**Problem statement**
Every line of the records that holds the word "frame" should be copied.

**Stored data**
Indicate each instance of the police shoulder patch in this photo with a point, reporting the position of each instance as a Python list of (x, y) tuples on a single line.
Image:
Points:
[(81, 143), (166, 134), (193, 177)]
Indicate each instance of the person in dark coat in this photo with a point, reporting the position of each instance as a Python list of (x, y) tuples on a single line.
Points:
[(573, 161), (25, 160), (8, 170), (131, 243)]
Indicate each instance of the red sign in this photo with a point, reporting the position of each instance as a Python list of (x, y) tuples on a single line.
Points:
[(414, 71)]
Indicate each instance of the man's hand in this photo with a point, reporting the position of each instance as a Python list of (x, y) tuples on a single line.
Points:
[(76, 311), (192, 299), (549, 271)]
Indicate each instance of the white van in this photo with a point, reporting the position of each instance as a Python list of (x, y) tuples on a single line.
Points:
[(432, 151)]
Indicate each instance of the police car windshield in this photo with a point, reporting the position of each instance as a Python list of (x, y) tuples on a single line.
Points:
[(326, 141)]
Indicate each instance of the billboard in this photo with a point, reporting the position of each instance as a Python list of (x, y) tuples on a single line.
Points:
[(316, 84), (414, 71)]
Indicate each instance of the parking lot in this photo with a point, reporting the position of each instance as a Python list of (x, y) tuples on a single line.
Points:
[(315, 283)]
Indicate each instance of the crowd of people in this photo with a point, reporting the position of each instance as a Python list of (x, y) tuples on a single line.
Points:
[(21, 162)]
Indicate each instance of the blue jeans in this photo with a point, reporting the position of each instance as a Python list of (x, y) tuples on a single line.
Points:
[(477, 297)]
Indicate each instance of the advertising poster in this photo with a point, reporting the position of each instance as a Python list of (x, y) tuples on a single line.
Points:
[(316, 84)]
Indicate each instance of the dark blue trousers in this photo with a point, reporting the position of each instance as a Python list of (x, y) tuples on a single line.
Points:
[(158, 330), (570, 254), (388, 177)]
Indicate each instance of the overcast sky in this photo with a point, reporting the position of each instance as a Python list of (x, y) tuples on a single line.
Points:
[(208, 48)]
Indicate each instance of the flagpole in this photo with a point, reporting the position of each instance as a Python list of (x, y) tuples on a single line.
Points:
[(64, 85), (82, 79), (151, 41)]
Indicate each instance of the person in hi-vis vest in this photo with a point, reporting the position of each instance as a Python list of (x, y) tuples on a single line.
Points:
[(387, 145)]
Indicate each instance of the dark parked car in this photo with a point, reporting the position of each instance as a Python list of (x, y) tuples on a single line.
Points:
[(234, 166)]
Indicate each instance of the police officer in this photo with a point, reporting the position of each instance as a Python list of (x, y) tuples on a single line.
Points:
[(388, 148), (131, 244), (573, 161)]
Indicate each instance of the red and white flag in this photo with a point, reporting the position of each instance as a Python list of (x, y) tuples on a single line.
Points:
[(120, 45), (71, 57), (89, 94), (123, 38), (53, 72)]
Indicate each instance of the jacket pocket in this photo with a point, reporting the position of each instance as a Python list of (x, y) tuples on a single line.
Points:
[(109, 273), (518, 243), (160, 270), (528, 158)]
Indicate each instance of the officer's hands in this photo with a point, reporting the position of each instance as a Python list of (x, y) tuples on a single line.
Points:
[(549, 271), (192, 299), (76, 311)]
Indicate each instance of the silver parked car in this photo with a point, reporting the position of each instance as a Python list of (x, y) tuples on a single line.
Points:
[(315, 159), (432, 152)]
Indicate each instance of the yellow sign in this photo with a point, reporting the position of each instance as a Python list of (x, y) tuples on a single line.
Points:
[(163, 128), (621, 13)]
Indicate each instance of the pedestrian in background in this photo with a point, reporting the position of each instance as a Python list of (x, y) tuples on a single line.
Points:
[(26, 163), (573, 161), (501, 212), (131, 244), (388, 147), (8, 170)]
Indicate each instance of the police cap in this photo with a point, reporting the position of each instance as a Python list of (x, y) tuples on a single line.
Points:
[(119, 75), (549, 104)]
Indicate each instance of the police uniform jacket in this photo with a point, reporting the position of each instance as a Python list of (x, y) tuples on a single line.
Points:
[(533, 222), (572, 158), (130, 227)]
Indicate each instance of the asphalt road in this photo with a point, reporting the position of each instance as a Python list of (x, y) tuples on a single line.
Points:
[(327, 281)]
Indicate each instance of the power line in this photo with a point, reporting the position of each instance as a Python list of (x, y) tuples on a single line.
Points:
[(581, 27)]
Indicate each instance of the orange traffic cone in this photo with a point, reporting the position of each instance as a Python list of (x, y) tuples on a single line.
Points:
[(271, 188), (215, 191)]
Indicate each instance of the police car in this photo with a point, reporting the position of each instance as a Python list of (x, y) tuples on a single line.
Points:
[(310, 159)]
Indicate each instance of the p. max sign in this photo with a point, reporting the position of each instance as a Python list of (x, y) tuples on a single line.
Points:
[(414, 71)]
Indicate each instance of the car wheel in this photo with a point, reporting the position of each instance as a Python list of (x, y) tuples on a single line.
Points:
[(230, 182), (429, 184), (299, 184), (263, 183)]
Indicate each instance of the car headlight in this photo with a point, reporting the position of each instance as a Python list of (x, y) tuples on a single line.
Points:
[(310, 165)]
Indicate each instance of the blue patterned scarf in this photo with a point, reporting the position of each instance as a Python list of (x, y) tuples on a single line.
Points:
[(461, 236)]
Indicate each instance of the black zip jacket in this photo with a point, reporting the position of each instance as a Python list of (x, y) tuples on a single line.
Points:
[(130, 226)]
--
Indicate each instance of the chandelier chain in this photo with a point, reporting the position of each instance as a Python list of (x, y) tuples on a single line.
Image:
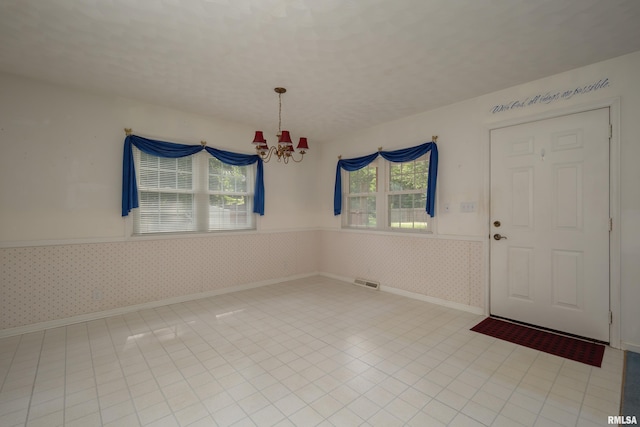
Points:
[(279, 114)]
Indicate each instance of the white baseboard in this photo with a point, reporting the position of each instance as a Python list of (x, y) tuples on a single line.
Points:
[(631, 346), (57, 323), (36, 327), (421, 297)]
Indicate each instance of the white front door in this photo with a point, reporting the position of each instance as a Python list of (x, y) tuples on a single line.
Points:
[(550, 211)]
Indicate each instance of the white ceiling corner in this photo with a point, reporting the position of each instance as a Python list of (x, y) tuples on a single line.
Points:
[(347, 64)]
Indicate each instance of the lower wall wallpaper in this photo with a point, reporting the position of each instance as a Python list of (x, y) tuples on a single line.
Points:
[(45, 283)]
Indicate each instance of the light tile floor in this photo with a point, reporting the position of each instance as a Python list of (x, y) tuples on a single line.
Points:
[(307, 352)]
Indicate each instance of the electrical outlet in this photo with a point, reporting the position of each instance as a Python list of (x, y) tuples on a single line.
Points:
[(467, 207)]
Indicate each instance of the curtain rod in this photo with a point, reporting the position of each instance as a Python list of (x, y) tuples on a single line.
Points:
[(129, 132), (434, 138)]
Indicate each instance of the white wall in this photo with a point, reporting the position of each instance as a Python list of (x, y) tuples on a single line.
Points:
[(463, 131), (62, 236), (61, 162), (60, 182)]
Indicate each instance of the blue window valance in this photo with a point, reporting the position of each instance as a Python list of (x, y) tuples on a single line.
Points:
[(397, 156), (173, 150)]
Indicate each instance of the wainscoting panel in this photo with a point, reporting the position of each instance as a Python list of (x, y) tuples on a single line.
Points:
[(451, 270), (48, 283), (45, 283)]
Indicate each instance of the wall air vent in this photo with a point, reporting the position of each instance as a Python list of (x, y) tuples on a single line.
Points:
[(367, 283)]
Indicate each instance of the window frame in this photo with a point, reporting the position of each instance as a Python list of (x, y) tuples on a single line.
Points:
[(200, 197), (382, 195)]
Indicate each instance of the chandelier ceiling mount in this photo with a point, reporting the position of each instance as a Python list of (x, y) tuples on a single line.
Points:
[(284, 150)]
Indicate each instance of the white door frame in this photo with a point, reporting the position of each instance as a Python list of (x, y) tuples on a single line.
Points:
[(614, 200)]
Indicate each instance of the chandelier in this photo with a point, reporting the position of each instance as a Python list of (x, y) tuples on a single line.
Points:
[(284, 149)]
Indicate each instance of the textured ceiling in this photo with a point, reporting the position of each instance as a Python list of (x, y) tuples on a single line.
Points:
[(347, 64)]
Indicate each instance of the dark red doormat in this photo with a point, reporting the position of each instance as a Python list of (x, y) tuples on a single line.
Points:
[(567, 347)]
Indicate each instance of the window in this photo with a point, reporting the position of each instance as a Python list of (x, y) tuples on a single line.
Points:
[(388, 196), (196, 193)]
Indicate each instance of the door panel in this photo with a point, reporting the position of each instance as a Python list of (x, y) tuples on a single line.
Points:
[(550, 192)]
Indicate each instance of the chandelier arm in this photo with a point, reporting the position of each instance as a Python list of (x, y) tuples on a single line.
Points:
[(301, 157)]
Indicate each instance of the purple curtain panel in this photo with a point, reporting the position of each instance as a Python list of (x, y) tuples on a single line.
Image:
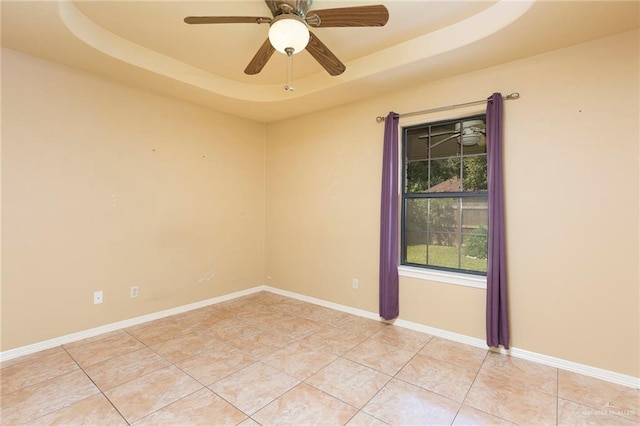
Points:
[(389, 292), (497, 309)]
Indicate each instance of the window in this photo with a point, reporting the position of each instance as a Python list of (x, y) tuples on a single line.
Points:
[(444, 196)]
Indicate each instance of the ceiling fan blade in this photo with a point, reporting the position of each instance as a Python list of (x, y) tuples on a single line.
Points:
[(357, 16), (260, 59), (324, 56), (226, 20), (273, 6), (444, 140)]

**Problem solution**
Indicate each instance of the window frame in this photo with a point, reporting the position of each instance as a Python list of (x, y) tuples on a single line.
Indicate each instance of the white door frame in this photo with a point, reporting the position of each instance as a Python list of (x, y) tuples on a single line.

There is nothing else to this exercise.